**SHORT EXERCISE:**
Copy the records from the line with "spot the magenta flower cluster" through the end, putting "deep pink bud" in place of "dark pink bud" and leaving everything else unchanged.

**Raw records:**
::::::::::

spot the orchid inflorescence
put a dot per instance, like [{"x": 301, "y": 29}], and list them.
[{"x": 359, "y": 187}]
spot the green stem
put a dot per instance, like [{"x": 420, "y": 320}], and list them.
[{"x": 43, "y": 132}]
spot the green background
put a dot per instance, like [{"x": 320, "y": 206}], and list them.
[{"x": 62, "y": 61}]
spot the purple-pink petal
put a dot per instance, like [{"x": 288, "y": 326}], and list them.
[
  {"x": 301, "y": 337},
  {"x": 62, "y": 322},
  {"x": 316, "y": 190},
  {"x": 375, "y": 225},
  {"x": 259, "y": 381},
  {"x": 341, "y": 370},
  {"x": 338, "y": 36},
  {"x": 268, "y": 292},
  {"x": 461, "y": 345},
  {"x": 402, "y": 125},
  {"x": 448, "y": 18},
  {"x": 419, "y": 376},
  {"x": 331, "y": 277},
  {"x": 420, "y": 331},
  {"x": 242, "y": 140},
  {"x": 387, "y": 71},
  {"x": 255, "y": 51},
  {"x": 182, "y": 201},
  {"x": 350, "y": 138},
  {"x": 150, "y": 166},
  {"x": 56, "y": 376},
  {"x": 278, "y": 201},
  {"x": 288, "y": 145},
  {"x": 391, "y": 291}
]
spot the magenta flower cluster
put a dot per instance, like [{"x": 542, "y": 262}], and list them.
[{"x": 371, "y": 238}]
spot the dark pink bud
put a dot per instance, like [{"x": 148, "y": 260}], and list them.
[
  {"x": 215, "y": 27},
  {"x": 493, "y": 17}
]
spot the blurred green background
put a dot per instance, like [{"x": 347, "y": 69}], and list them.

::::::::::

**RESPONSE:**
spot the magenta flower cluster
put a dot per instance, like [{"x": 542, "y": 262}], and list them.
[{"x": 371, "y": 238}]
spot the deep pink bud
put a dot per instance, like [{"x": 148, "y": 260}], and list them.
[
  {"x": 215, "y": 27},
  {"x": 493, "y": 17}
]
spot the blurred green background
put a dot per instance, like [{"x": 347, "y": 69}], and list them.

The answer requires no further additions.